### DOCUMENT SEGMENT
-------

Friday, 11 October 2013

Returning home in 'Here & There', Alakija brings borderless art


By Tajudeen Sowole
From being born and raised in England, lived in Nigeria for 16 years and worked in South Africa, artist, Polly Alakija’s palette mixes the diversity of human behaviourial colours across cultural borders and melts her various sojourns into a ‘homecoming’ art exhibition. 

Aside a salon solo held inside the Lagos residence of Mr and Mrs Alan Davies, in 2004, Alakija’s last major art exhibition in Nigeria was a joint with Akin Alamu at Quintessence Gallery, Ikoyi in 1994.

As guests visit the artist’s current solo exhibition titled Here & There showing at The Wheatbaker, Ikoyi, Falomo, Lagos, ending December 5, 2013, the trajectory of Alkija’s 24 years career is not hidden. It’s a combination of her recent and past renditions – 62 works in all - yet within the consistence of a peculiar signature. The exhibits include painting, etchings, pencil sketches, chalk and charcoal drawings, as well as limited edition prints.

 Sponsored by Renaissance Capital, the Wheatbaker, Global Energy Group & Arra Vineyards, Alakija’s Here & There adds to the recent of artists from the Diaspora as well as foreigners showing in Lagos. In fact on the same Saturday’s opening of Here & There, an American, but Cape Town-based artist, Gary Stephens was also showing in a two-man outing with veteran photographer, J.D. Okhai Ojeikere.
One of Polly Alakija’s works VW Beetle, showing in Here & There

  Largely, most of Alakija’s works expose an artist with muralist characteristics, but who always confines her aggressive brush movements within an available space or context of a chosen theme. More importantly, Alakija who is of European descent, but married to a Nigerian, returns to the Lagos art environment, perhaps, stressing that art appreciation within the dynamics of global context would not be stranded on the local art landscape. In fact, doubters of the growing contemporary Nigerian art should not miss Alakija’s work as it appears like the ideal bridge or measurement to appraise art by placing the international and home art scenes in one space.

  Except that every artist has an identity or peculiar rendition, Alakija’s impressionistic opulence, in stylized figures could have come from any of the leading names on the Lagos art scene, the familiar themes such as Ibadan metropolis and market sense notwithstanding. For example, with works such as Ibadan Market, a wide angle view surreal-like; Mokola and Bere, both streetscapes in cubism renditions, Alkija flaunts her knowledge of the ancient city.

  With similar energy exuded by the figures seen in another set of her works, the cabaret dance series, Alakija explains Here & There to selected guests ahead of the show’s opening. She says the portraitures among the exhibits are actually of “people I have known since the 1980s; extended family and friends of my late husband”. Her work, she boasts, “celebrates life”. And the ideal outlet for her expression could not have come in better themes outside of the people she used to know. This much, works such as Rita with Budgeriars and Gelede Mask, Portrait of Umar Family series and Mother and Child series bring.

-------

### RAW RECORDS
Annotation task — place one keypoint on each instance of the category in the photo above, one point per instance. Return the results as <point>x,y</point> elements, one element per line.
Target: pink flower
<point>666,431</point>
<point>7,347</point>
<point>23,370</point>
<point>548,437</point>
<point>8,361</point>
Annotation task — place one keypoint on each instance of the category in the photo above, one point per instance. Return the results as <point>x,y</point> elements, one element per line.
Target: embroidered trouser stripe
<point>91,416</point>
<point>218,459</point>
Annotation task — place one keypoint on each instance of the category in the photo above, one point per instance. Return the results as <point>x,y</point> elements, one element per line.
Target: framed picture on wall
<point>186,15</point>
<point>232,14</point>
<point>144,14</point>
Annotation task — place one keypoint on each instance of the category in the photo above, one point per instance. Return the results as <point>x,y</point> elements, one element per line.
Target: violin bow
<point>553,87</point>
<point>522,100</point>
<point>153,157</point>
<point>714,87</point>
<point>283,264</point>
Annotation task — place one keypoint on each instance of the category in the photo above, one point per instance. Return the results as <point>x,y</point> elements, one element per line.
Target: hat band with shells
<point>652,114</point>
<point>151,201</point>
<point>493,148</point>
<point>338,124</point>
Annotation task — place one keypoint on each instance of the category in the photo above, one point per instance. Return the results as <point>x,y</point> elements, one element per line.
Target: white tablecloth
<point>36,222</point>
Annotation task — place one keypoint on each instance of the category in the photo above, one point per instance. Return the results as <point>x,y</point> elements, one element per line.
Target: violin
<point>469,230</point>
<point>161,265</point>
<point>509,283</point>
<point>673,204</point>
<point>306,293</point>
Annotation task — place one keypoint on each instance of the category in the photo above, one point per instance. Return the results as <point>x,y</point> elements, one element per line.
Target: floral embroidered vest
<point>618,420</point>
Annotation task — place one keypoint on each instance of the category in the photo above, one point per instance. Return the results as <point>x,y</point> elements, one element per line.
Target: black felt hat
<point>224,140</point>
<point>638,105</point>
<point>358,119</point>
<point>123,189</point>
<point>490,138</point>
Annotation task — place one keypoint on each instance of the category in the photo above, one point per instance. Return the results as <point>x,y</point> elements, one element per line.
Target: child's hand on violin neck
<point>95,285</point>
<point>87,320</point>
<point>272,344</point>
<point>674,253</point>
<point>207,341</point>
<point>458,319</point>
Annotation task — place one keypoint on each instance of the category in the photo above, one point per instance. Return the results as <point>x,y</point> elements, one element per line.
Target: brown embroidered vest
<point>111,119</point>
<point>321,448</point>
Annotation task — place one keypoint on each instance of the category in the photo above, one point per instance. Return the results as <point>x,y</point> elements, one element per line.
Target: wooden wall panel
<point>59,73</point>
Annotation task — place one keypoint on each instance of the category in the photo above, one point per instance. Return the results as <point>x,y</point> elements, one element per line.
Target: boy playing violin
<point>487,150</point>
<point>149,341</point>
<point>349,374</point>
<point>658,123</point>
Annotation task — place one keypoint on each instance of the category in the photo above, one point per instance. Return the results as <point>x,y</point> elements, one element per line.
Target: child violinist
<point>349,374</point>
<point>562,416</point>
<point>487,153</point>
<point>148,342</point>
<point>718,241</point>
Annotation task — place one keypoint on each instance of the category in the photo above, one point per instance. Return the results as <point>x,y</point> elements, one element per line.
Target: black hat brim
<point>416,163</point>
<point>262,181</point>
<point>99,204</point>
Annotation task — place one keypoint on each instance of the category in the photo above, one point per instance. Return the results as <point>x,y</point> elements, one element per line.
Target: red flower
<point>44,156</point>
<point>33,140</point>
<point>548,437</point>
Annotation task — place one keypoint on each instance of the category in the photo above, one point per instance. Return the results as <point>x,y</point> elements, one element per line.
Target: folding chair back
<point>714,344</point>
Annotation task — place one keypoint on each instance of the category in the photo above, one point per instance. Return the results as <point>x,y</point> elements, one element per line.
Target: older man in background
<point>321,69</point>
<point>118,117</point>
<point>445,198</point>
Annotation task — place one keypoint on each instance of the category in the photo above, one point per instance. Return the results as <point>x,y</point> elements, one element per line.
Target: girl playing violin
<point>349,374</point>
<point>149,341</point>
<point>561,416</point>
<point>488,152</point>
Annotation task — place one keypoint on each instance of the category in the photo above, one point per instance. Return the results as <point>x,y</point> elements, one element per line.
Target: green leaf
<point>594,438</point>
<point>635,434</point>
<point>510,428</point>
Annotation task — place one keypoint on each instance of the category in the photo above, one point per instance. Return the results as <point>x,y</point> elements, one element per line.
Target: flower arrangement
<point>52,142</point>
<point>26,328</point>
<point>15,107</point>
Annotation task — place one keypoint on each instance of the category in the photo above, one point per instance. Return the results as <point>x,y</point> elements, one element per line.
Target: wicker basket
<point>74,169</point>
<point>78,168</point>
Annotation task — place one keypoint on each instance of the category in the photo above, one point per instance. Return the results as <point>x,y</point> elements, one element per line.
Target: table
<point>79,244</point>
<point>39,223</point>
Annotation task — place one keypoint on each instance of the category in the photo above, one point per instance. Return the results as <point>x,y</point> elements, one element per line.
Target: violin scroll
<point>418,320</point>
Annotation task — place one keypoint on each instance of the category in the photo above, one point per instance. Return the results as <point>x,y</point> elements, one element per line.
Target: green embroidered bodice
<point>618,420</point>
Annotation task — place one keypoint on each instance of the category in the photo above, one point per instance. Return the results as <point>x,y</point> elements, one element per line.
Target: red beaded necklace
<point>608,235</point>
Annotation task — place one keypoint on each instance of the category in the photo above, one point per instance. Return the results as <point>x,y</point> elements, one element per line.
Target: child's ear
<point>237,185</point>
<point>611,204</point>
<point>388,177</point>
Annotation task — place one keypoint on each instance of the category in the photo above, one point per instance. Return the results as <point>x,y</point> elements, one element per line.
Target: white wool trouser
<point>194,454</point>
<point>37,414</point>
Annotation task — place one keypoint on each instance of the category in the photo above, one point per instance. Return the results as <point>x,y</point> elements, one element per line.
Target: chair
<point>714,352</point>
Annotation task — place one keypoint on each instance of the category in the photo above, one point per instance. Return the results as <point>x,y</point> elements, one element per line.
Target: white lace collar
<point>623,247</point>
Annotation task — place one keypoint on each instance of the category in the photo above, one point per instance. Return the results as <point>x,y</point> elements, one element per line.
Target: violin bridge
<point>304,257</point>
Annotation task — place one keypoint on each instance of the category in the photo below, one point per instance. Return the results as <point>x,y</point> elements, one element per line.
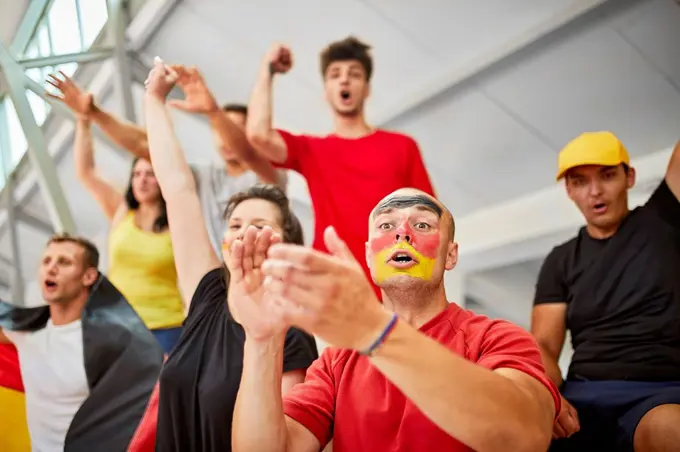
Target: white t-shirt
<point>53,371</point>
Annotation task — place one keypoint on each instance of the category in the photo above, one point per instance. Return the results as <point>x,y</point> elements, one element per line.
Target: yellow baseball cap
<point>592,148</point>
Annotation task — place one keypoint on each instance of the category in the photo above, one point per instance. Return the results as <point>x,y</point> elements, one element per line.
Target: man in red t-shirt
<point>351,169</point>
<point>417,373</point>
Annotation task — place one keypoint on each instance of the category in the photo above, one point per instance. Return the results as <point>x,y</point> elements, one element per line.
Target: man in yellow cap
<point>616,288</point>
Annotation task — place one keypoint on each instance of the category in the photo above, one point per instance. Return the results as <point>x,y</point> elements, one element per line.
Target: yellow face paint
<point>383,270</point>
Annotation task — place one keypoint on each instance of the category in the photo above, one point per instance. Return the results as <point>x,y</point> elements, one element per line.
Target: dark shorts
<point>609,412</point>
<point>167,338</point>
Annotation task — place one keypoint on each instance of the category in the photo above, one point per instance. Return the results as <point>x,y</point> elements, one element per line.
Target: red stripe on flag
<point>10,373</point>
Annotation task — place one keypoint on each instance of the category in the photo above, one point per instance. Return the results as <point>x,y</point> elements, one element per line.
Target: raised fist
<point>80,102</point>
<point>279,59</point>
<point>161,80</point>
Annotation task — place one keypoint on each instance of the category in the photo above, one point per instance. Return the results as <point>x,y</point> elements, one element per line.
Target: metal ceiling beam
<point>79,57</point>
<point>17,285</point>
<point>457,75</point>
<point>145,24</point>
<point>122,77</point>
<point>29,23</point>
<point>53,193</point>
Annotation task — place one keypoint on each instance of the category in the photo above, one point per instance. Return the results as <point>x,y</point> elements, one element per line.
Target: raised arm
<point>264,138</point>
<point>194,255</point>
<point>199,99</point>
<point>124,134</point>
<point>673,172</point>
<point>259,422</point>
<point>110,200</point>
<point>549,328</point>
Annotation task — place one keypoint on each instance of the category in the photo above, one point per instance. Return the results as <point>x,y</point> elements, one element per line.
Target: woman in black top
<point>200,380</point>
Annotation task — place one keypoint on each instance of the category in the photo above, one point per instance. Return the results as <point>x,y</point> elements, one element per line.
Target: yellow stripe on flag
<point>13,428</point>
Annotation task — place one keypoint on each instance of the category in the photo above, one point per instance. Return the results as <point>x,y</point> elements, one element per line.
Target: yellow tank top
<point>142,267</point>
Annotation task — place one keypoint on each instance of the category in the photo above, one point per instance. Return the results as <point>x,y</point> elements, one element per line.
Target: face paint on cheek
<point>427,244</point>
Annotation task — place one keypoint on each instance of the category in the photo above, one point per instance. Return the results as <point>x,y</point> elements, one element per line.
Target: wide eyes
<point>422,226</point>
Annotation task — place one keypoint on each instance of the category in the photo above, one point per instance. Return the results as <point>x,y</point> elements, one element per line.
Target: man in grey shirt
<point>215,183</point>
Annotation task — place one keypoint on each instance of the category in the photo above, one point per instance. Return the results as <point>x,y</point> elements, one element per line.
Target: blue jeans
<point>167,337</point>
<point>609,412</point>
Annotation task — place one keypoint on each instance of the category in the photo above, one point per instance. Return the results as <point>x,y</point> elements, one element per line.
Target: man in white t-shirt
<point>215,183</point>
<point>86,342</point>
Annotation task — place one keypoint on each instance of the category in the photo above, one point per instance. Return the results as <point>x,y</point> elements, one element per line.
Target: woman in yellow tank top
<point>141,260</point>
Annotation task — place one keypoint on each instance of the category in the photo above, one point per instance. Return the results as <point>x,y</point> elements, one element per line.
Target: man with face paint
<point>616,288</point>
<point>351,169</point>
<point>417,373</point>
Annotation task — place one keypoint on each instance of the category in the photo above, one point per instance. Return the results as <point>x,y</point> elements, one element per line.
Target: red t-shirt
<point>347,399</point>
<point>348,177</point>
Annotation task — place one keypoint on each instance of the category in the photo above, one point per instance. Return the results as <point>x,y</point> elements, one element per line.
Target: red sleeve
<point>312,403</point>
<point>296,151</point>
<point>506,345</point>
<point>418,177</point>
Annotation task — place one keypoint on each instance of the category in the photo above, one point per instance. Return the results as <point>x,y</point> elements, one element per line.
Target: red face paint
<point>425,242</point>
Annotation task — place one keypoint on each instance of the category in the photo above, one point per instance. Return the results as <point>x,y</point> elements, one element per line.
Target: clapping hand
<point>567,422</point>
<point>248,303</point>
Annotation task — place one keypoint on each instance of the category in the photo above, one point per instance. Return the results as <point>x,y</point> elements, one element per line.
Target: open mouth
<point>600,207</point>
<point>402,258</point>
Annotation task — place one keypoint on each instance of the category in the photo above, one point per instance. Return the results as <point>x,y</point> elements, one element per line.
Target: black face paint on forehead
<point>402,202</point>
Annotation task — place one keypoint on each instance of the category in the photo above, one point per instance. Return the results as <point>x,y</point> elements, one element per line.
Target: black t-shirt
<point>200,380</point>
<point>623,295</point>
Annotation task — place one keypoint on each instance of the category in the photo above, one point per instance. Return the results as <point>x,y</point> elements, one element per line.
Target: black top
<point>201,377</point>
<point>623,295</point>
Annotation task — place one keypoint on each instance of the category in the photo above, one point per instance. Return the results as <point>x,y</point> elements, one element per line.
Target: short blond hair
<point>90,251</point>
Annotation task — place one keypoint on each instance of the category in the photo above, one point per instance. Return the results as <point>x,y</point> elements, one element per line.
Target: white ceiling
<point>12,12</point>
<point>486,140</point>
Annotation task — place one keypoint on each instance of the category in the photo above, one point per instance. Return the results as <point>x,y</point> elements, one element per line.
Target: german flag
<point>13,428</point>
<point>122,362</point>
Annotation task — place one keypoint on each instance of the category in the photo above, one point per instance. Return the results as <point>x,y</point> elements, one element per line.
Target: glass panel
<point>32,50</point>
<point>63,21</point>
<point>93,14</point>
<point>69,69</point>
<point>38,106</point>
<point>36,74</point>
<point>43,39</point>
<point>17,139</point>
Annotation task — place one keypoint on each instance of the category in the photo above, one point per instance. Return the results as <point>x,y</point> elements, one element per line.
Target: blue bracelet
<point>378,342</point>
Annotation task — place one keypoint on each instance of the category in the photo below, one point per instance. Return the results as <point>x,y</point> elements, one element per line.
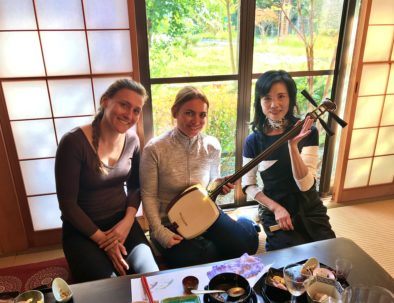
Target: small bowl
<point>319,289</point>
<point>189,283</point>
<point>61,290</point>
<point>274,286</point>
<point>31,296</point>
<point>324,272</point>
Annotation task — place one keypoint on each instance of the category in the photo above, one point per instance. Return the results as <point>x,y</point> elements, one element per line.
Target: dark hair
<point>262,88</point>
<point>186,94</point>
<point>111,91</point>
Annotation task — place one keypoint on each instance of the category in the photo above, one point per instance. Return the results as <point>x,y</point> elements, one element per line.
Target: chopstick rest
<point>145,285</point>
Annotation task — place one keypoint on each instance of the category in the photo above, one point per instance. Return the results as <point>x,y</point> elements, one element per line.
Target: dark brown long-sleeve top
<point>85,195</point>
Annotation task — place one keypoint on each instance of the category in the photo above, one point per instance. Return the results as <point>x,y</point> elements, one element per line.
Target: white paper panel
<point>39,176</point>
<point>382,36</point>
<point>55,14</point>
<point>34,138</point>
<point>20,55</point>
<point>66,124</point>
<point>368,111</point>
<point>374,79</point>
<point>390,87</point>
<point>363,143</point>
<point>100,85</point>
<point>101,14</point>
<point>388,112</point>
<point>45,212</point>
<point>27,99</point>
<point>385,144</point>
<point>382,12</point>
<point>71,97</point>
<point>357,172</point>
<point>65,53</point>
<point>110,51</point>
<point>382,171</point>
<point>17,15</point>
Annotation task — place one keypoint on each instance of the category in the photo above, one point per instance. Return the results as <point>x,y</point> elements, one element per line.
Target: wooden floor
<point>370,225</point>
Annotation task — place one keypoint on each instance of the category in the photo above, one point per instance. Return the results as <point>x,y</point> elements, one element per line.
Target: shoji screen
<point>369,159</point>
<point>56,59</point>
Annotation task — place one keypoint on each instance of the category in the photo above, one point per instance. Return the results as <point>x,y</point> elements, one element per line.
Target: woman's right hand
<point>282,217</point>
<point>116,254</point>
<point>176,239</point>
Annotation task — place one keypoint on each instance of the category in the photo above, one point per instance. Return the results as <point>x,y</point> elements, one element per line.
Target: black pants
<point>225,239</point>
<point>88,262</point>
<point>310,221</point>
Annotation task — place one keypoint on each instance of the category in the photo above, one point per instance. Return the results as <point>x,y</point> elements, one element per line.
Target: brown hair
<point>186,94</point>
<point>111,91</point>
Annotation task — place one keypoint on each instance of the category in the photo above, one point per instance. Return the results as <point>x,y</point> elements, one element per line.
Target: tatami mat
<point>370,226</point>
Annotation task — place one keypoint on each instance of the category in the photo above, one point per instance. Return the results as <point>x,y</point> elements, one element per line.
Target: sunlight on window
<point>388,112</point>
<point>17,15</point>
<point>48,219</point>
<point>65,53</point>
<point>38,176</point>
<point>382,36</point>
<point>385,144</point>
<point>59,14</point>
<point>374,79</point>
<point>357,172</point>
<point>71,97</point>
<point>34,138</point>
<point>368,111</point>
<point>363,143</point>
<point>27,99</point>
<point>20,55</point>
<point>106,14</point>
<point>380,174</point>
<point>64,125</point>
<point>100,85</point>
<point>110,51</point>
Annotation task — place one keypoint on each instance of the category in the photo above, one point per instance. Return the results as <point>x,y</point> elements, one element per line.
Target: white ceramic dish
<point>30,296</point>
<point>319,289</point>
<point>61,290</point>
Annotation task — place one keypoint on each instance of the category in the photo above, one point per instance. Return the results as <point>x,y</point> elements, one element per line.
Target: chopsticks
<point>145,285</point>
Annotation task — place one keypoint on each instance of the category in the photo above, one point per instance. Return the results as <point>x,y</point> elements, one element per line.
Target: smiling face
<point>123,110</point>
<point>275,104</point>
<point>191,117</point>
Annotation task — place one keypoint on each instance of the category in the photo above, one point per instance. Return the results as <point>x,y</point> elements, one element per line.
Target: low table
<point>365,270</point>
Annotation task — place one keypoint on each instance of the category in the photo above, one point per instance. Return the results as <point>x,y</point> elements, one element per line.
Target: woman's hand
<point>283,218</point>
<point>116,234</point>
<point>116,254</point>
<point>305,131</point>
<point>226,188</point>
<point>176,239</point>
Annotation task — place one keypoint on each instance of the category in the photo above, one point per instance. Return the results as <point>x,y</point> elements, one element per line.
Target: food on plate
<point>324,272</point>
<point>309,266</point>
<point>278,282</point>
<point>319,297</point>
<point>63,293</point>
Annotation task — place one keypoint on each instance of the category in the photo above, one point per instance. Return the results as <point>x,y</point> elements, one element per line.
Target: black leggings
<point>88,262</point>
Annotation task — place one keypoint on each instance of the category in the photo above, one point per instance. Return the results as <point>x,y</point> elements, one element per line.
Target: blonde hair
<point>186,94</point>
<point>111,91</point>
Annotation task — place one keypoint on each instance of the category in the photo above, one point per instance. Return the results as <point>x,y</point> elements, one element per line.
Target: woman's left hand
<point>305,131</point>
<point>116,234</point>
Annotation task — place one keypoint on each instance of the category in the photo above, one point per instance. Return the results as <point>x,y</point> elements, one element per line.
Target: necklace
<point>276,124</point>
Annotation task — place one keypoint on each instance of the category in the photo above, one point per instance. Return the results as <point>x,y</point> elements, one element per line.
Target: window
<point>56,59</point>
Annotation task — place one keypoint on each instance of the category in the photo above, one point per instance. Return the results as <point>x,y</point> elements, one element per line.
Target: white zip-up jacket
<point>171,163</point>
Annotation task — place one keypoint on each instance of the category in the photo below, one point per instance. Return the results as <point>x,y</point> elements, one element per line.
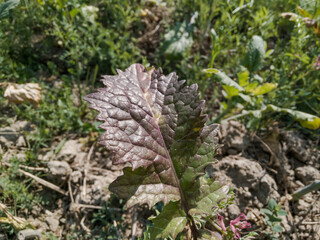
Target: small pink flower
<point>235,224</point>
<point>220,218</point>
<point>317,63</point>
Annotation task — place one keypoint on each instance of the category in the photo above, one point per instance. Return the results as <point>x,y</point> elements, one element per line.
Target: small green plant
<point>249,95</point>
<point>273,214</point>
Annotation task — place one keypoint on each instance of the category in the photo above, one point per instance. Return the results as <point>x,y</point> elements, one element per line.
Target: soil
<point>270,164</point>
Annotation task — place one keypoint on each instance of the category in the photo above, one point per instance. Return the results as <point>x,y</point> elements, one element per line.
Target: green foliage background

-------

### TASKS AND EXERCISES
1. According to the article about Polly Alakija's exhibition, how many works does Here & There include in all?
2. Print everything in the article about Polly Alakija's exhibition from "Aside a salon" down to "Ikoyi in 1994.".

### FULL SOLUTIONS
1. 62 works.

2.
Aside a salon solo held inside the Lagos residence of Mr and Mrs Alan Davies, in 2004, Alakija’s last major art exhibition in Nigeria was a joint with Akin Alamu at Quintessence Gallery, Ikoyi in 1994.